BEGIN DATA FOR PROCESSING
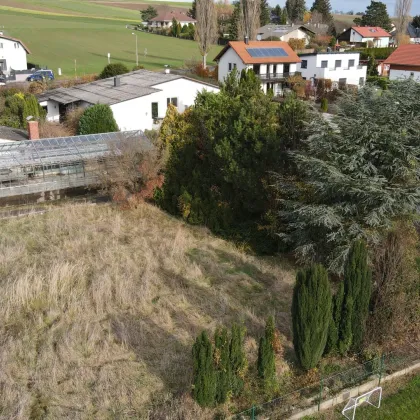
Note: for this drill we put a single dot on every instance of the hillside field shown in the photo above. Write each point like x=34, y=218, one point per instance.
x=100, y=306
x=57, y=40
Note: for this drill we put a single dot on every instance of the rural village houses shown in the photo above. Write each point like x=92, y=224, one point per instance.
x=137, y=99
x=272, y=61
x=13, y=54
x=359, y=36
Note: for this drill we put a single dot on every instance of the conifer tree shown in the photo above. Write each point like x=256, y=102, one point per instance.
x=223, y=366
x=204, y=382
x=324, y=8
x=311, y=315
x=238, y=362
x=266, y=357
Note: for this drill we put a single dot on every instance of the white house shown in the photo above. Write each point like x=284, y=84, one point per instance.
x=13, y=54
x=361, y=35
x=272, y=61
x=164, y=19
x=137, y=99
x=342, y=68
x=404, y=62
x=286, y=32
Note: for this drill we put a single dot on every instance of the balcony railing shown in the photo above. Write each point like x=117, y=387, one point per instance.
x=270, y=76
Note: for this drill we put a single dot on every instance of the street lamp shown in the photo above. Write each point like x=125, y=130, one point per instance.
x=137, y=50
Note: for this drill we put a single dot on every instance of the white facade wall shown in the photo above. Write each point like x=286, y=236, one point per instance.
x=404, y=74
x=14, y=54
x=352, y=75
x=136, y=114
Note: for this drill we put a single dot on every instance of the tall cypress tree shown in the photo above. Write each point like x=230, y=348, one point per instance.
x=311, y=315
x=238, y=362
x=222, y=362
x=324, y=8
x=357, y=292
x=266, y=357
x=204, y=378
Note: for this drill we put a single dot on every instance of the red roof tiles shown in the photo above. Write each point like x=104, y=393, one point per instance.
x=405, y=55
x=371, y=31
x=241, y=49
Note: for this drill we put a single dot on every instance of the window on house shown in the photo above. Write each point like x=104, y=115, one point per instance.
x=155, y=110
x=173, y=101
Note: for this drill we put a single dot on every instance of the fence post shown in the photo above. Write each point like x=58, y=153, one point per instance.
x=321, y=386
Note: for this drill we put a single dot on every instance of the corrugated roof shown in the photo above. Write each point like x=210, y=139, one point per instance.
x=16, y=40
x=371, y=31
x=241, y=47
x=132, y=85
x=405, y=55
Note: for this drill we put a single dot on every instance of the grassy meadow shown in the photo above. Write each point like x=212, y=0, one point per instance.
x=100, y=306
x=56, y=39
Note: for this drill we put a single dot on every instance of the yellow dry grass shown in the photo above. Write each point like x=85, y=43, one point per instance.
x=99, y=308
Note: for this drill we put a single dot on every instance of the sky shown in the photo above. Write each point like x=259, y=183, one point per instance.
x=356, y=5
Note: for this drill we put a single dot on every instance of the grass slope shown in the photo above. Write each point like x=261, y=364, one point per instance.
x=56, y=41
x=99, y=308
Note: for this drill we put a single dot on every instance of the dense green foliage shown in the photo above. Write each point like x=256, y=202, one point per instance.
x=18, y=107
x=148, y=13
x=323, y=7
x=97, y=119
x=220, y=161
x=376, y=15
x=354, y=178
x=266, y=363
x=311, y=315
x=113, y=69
x=204, y=375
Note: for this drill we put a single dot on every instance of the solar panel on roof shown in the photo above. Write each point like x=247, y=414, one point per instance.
x=267, y=52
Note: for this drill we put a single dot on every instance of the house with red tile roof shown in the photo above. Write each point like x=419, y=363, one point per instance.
x=13, y=54
x=404, y=62
x=164, y=19
x=272, y=61
x=363, y=35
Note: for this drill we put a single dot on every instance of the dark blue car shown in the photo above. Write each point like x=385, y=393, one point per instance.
x=41, y=75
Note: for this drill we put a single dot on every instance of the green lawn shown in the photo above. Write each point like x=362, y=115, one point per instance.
x=404, y=405
x=56, y=41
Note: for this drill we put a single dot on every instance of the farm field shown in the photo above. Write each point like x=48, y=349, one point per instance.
x=57, y=41
x=98, y=318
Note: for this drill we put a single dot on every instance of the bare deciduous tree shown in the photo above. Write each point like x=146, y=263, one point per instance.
x=206, y=28
x=250, y=18
x=402, y=14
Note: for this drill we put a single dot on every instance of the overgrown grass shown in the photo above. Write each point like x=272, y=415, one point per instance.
x=99, y=309
x=57, y=41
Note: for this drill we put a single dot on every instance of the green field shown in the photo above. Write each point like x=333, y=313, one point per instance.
x=57, y=41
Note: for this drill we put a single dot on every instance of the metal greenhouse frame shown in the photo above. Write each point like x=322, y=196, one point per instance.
x=29, y=167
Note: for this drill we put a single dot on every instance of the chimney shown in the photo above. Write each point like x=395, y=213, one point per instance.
x=33, y=130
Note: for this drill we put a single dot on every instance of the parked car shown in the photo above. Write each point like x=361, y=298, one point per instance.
x=41, y=75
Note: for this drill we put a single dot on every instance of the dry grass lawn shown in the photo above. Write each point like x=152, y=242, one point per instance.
x=99, y=308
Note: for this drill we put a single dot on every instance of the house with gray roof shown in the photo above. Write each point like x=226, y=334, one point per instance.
x=138, y=99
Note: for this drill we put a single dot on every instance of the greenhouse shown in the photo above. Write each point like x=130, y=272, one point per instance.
x=30, y=167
END DATA FOR PROCESSING
:: TASK PROMPT ::
The listing above should be returned word for word, with pictures omitted.

:: YOUR RESPONSE ::
Note: for this drill we put a single dot on every instance of the hillside field shown in the photo above. Write each point like x=34, y=218, one point per instance.
x=100, y=306
x=57, y=40
Note: for this drill we put a single dot on every instance of the rural village houses shown in the photo above. Write each point like x=92, y=224, one point per instance.
x=137, y=99
x=272, y=61
x=13, y=54
x=359, y=36
Note: for this drill we put a single dot on every instance of the conifer tree shown in the photo above. Write each point like x=256, y=102, one point per instance.
x=223, y=366
x=204, y=382
x=324, y=8
x=311, y=315
x=238, y=362
x=266, y=357
Note: for this drill we put a single dot on every instance of the white house shown in the photo above. Write each point like x=284, y=84, one point per instance.
x=13, y=54
x=361, y=35
x=272, y=61
x=164, y=19
x=137, y=99
x=342, y=68
x=404, y=62
x=286, y=32
Note: for this drill we put a single dot on every instance of the balcony railing shown in the photo above. Write each point like x=117, y=387, one point per instance.
x=270, y=76
Note: for this drill we put a single dot on every instance of the street lamp shown in the photo above. Write each point like x=125, y=130, one point per instance.
x=137, y=50
Note: for this drill we put a single dot on every instance of the white facade wall shown in the photo above. Write each point like x=286, y=236, one point per instance.
x=404, y=74
x=14, y=54
x=352, y=75
x=136, y=114
Note: for this drill we put a single dot on every instance of the tall cypress tree shown in the photo above. Write each point like x=230, y=348, one point per instance.
x=311, y=315
x=238, y=362
x=222, y=362
x=324, y=8
x=357, y=292
x=266, y=357
x=204, y=378
Note: for this drill we put a single dot on every instance of the red roof tiles shown in the photo above. Write each point like x=104, y=393, one point per instance.
x=405, y=55
x=371, y=31
x=241, y=49
Note: for this drill we put a single dot on every instance of the window on house shown in the photo above. Write each point like x=104, y=115, one point per instance.
x=155, y=110
x=173, y=101
Note: for this drill we put a single dot on every instance of the fence post shown in the photo above. Write each point like x=58, y=153, one point per instance.
x=321, y=386
Note: for this drill we put a single dot on every instance of the corrugated roof shown in the photo above. Write each point like x=210, y=139, one point per instance.
x=16, y=40
x=371, y=31
x=241, y=47
x=132, y=85
x=405, y=55
Note: for this drill we put a single dot on every instance of the grassy meadow shown in the photo above. Write each point like x=212, y=0, one point per instance.
x=100, y=306
x=56, y=39
Note: for this drill we put a single dot on every instance of the yellow dry grass shown in the photo above. Write each point like x=85, y=43, one point per instance.
x=99, y=308
Note: for this drill we put a single dot on every instance of the sky shown in the photo above. Write each point like x=259, y=183, one point per instance.
x=356, y=5
Note: for this drill we put a single dot on every instance of the grass slope shown in the photo above. Write each point like x=261, y=364, one point per instance.
x=56, y=41
x=99, y=308
Note: for this drill we put a single dot on every instance of the dense green foliage shown in the photo above. Write each point like x=256, y=202, one point per instance.
x=18, y=107
x=148, y=13
x=323, y=7
x=97, y=119
x=220, y=161
x=376, y=15
x=354, y=178
x=266, y=363
x=311, y=315
x=113, y=69
x=204, y=375
Note: for this drill we put a single dot on every instance of the solar panel on roof shown in the photo above. Write each point like x=247, y=414, one point per instance.
x=267, y=52
Note: for this drill we put a single dot on every instance of the house with red tile roof shown in the photo above. Write each point like x=419, y=363, one point per instance.
x=13, y=54
x=404, y=62
x=164, y=19
x=272, y=61
x=363, y=35
Note: for this drill we put a single dot on every instance of the dark blue car shown in the photo above. Write each point like x=385, y=393, one point per instance.
x=41, y=75
Note: for this drill we put a single dot on every instance of the green lawn shown in the photo above. Write each point like x=362, y=115, one point per instance.
x=404, y=405
x=56, y=41
Note: for this drill we put a single dot on every instance of the farm field shown in the photo above. Write each point like x=48, y=349, one point per instance.
x=57, y=41
x=98, y=318
Note: for this drill we put a single dot on every instance of the bare deciduous tree shown in the photo above. Write each point like x=146, y=263, one point per instance.
x=206, y=28
x=250, y=18
x=402, y=14
Note: for this drill we put a single dot on every instance of the overgrown grass shown in the photo above. Write each point like x=272, y=415, one point per instance.
x=99, y=309
x=57, y=41
Note: for this drill we put a single dot on every instance of the green field shown in the photo above. Write each point like x=333, y=313, one point per instance.
x=57, y=41
Note: for this drill we put a single dot on every instance of the metal greenhouse frame shown in the photo above. Write each point like x=322, y=196, one point per instance.
x=29, y=167
Note: for this drill we put a single dot on every instance of the chimney shown in the photo above. Write each point like x=395, y=213, one point per instance.
x=33, y=130
Note: for this drill we put a single dot on every instance of the parked car shown in the photo above. Write each point like x=361, y=298, one point per instance.
x=41, y=75
Note: for this drill we put a single dot on every instance of the dry grass lawn shown in the photo above. Write each point like x=152, y=242, one point per instance.
x=99, y=308
Note: for this drill we put a single dot on every instance of the house with gray roof shown in the photo above. Write each point like x=226, y=334, one point per instance.
x=138, y=99
Note: for this drill we put a single dot on every instance of the greenhouse shown in the photo above. Write each point like x=130, y=272, one point per instance.
x=30, y=167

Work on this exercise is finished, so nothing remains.